What you have to do:
Reproduce the lines below without any change, starting with the line that contains "Target: cloud" and going on through the line that contains "column 503, row 306".

Working data:

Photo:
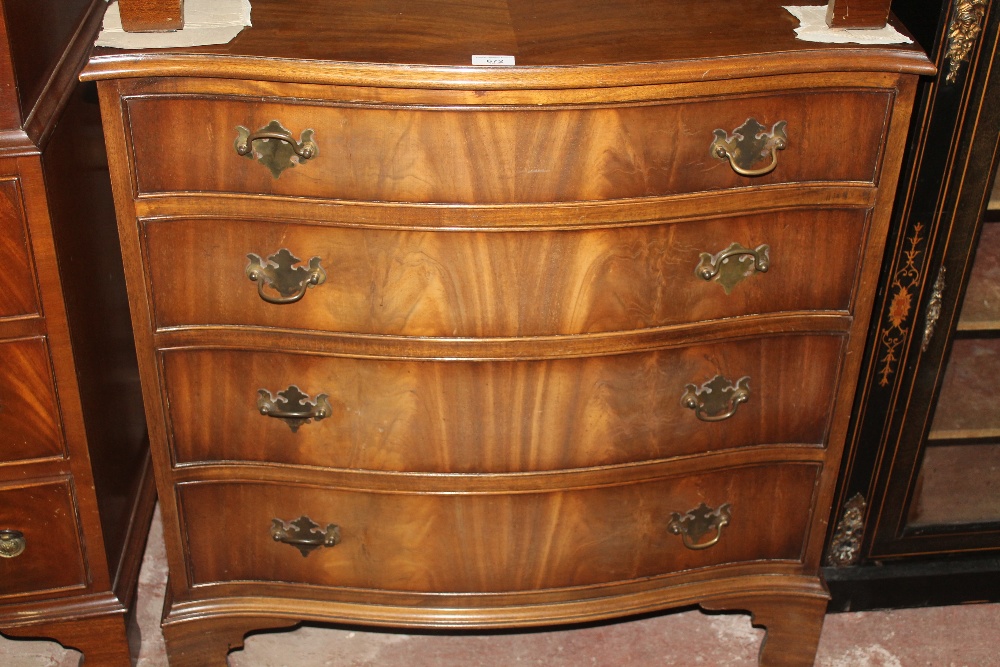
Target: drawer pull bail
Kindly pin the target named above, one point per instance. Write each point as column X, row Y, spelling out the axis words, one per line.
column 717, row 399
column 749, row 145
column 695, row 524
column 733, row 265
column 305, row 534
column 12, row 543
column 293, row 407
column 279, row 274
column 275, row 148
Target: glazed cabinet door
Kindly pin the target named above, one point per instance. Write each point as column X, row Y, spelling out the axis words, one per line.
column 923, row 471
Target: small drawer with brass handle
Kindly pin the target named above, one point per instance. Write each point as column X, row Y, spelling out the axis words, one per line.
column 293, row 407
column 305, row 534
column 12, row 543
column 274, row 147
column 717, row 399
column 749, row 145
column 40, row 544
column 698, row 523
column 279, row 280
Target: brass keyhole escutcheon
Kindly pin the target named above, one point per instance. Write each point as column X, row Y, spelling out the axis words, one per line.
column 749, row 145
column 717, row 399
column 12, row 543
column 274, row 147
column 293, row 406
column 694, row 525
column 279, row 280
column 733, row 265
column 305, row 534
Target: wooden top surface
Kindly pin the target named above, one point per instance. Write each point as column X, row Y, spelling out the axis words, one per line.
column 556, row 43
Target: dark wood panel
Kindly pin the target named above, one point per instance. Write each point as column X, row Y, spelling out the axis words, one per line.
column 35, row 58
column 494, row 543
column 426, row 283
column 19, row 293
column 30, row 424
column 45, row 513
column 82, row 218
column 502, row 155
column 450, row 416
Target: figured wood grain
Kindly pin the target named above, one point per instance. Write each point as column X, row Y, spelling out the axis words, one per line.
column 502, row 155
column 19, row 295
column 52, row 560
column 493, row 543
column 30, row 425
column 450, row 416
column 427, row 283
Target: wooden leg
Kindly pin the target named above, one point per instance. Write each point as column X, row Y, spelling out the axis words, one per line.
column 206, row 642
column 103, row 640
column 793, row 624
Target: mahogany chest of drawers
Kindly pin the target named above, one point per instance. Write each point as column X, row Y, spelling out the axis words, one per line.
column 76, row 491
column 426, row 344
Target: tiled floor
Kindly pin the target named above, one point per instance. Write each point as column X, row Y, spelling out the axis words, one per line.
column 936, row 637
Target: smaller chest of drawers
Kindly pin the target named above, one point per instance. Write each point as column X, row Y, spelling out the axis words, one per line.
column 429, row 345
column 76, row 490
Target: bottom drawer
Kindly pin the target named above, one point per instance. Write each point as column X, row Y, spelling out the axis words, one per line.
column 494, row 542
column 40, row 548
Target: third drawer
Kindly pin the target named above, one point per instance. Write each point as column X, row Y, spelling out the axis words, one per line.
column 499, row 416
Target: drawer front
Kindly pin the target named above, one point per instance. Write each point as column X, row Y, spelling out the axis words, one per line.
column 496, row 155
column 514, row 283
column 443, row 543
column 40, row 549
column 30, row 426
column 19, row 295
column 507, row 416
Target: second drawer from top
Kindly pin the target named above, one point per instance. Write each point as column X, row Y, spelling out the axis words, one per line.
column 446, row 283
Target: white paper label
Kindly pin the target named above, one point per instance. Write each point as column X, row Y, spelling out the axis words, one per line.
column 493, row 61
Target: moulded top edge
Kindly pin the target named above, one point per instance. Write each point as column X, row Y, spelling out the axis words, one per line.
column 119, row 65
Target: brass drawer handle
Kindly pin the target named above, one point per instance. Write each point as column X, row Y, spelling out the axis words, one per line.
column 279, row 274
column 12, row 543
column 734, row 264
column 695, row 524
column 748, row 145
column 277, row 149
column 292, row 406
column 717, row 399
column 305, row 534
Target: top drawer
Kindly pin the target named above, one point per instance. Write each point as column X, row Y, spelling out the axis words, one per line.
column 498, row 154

---

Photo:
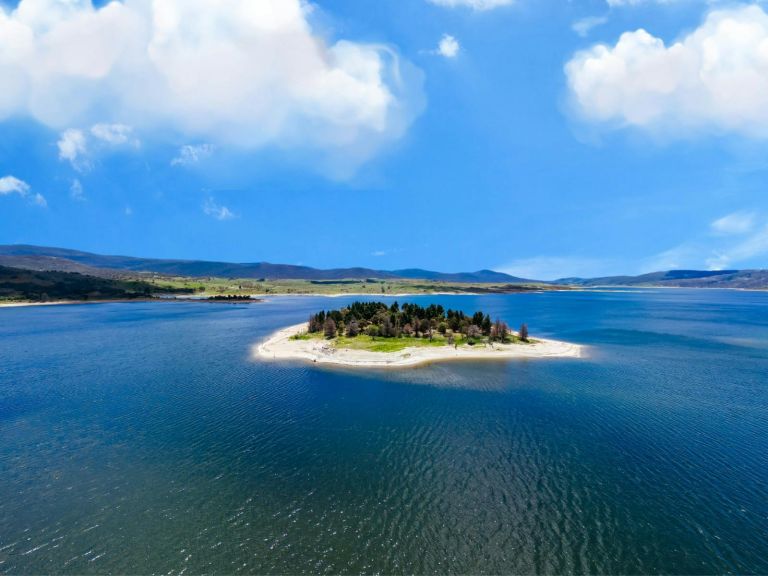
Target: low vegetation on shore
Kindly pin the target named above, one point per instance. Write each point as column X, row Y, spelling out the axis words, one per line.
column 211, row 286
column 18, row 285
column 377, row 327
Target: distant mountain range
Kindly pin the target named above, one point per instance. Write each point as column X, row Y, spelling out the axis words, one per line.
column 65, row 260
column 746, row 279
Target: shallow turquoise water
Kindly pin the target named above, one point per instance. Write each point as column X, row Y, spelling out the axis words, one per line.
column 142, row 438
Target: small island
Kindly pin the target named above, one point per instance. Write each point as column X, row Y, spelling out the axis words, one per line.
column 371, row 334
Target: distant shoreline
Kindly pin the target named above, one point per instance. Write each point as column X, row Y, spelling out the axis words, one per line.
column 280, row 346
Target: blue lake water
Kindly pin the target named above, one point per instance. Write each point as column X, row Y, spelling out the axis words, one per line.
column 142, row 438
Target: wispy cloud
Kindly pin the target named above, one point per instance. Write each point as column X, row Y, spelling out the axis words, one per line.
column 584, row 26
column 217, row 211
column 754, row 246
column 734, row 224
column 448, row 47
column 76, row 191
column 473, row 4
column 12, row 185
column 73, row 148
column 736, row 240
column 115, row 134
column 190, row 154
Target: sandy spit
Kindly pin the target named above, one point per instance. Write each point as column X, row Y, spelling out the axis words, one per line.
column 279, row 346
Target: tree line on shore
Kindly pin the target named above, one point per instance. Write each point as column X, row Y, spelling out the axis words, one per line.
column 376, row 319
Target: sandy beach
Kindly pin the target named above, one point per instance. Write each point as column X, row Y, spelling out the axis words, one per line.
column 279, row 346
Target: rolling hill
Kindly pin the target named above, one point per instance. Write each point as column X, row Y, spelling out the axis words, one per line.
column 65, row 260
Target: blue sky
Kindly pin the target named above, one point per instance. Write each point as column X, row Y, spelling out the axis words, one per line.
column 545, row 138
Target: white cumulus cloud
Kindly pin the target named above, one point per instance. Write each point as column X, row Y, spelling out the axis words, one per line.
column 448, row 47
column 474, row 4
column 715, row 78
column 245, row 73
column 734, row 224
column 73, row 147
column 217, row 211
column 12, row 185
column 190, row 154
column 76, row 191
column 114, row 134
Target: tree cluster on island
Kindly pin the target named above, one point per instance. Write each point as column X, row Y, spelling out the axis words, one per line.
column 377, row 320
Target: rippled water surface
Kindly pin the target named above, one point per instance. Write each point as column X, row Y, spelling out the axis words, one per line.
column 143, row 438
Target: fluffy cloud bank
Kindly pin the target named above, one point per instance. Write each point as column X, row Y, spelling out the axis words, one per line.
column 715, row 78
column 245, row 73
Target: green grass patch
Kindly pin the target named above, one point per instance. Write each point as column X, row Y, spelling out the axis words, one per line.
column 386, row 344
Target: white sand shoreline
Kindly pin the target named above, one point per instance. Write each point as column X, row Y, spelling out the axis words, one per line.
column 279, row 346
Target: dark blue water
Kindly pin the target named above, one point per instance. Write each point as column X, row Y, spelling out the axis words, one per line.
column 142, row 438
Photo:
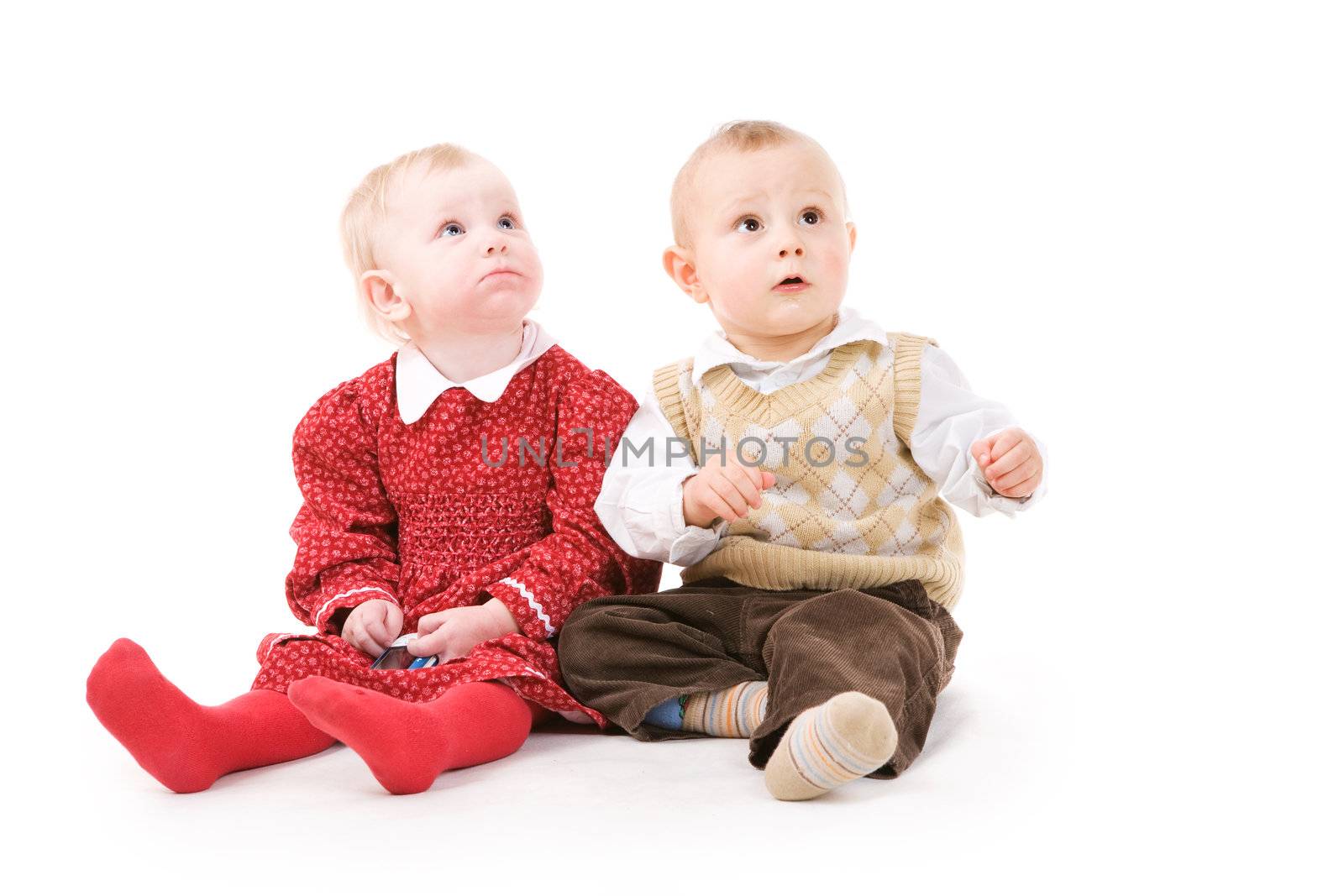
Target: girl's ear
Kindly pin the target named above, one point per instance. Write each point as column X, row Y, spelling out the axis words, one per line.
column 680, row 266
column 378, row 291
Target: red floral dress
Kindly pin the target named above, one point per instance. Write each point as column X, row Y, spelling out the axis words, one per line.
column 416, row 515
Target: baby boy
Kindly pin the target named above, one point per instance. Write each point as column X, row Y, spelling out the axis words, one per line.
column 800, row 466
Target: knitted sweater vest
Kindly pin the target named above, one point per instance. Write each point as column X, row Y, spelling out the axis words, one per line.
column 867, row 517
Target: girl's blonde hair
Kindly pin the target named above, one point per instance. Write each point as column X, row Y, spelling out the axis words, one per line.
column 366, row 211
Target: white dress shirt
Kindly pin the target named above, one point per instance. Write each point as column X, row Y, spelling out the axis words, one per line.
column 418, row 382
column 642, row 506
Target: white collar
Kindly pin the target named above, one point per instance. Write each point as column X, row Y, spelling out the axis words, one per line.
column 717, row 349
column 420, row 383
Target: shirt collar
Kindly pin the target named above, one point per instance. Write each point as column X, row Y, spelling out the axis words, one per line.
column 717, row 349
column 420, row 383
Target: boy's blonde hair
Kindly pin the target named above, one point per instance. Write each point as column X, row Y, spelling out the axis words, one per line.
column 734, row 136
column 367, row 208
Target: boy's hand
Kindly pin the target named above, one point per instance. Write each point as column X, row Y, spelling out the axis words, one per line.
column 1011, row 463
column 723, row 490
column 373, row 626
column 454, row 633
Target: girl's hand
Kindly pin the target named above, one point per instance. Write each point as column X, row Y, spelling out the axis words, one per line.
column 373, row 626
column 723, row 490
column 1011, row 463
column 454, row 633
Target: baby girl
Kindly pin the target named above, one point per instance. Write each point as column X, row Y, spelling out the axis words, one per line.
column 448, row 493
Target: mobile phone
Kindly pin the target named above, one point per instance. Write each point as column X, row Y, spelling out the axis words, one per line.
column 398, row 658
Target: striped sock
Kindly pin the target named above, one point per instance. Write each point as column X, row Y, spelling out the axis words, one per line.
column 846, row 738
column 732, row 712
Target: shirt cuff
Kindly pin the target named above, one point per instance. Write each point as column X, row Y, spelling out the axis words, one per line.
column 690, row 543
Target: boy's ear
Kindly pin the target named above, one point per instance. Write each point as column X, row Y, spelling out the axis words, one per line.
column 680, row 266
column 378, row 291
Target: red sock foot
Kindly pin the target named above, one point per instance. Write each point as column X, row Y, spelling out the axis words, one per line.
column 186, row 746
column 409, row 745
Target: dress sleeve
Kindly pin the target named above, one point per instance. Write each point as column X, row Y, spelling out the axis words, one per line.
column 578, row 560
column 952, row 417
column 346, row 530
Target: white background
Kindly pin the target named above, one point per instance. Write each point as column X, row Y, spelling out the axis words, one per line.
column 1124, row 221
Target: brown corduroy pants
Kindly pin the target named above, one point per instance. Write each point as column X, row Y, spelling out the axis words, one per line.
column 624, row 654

==

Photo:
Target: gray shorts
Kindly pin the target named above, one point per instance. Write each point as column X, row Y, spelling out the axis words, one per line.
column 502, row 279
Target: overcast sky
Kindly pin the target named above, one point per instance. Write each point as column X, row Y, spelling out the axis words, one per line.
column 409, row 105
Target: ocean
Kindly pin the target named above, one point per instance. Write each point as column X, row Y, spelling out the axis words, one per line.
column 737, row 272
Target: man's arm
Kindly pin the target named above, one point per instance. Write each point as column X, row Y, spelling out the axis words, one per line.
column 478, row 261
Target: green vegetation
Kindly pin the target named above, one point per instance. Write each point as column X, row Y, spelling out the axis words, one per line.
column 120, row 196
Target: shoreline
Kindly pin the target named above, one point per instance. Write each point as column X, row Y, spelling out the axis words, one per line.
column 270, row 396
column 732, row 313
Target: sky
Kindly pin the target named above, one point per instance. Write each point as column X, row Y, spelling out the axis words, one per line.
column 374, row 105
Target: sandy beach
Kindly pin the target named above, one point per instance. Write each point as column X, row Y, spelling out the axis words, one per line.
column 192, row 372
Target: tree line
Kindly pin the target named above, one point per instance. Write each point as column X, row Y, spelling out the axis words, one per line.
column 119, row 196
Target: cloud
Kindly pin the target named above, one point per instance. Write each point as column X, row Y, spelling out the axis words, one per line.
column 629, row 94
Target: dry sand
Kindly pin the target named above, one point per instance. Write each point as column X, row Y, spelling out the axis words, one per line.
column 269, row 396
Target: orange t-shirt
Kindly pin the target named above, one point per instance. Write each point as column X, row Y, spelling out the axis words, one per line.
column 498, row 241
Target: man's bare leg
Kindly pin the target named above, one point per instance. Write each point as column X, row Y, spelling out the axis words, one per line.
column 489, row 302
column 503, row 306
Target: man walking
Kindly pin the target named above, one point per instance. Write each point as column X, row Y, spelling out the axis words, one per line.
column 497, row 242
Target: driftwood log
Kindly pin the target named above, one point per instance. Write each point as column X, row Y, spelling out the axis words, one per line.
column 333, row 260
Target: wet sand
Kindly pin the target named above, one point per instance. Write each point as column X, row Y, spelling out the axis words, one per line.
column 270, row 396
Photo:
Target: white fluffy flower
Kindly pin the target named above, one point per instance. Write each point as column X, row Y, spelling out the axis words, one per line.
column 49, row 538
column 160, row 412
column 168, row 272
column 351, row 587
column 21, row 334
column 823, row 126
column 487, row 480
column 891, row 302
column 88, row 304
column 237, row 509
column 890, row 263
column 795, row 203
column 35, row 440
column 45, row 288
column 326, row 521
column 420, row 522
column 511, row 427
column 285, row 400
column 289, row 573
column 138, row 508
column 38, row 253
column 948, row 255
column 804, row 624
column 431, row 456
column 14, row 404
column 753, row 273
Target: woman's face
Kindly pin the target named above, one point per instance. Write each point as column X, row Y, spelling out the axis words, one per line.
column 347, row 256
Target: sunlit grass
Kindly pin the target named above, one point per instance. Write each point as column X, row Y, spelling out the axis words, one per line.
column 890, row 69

Task response:
Target: cloud
Kindly pin the target named above, one point per instance. Write each point as column X, row Y, spelling out the axis words, one per line.
column 629, row 94
Target: dry sand
Kindly pin the target named above, one point per instance. Write each point as column X, row Y, spelling out the axis words, one per line.
column 269, row 396
Target: orange t-shirt
Kindly pin the target named above, one point per instance. Write each point as column X, row Y, spelling out the axis words, one per line.
column 498, row 241
Target: man's bare leg
Kindly pin the target named above, one point per instance. Write each point as column X, row Y, spelling out the axis words, one per line.
column 489, row 302
column 503, row 306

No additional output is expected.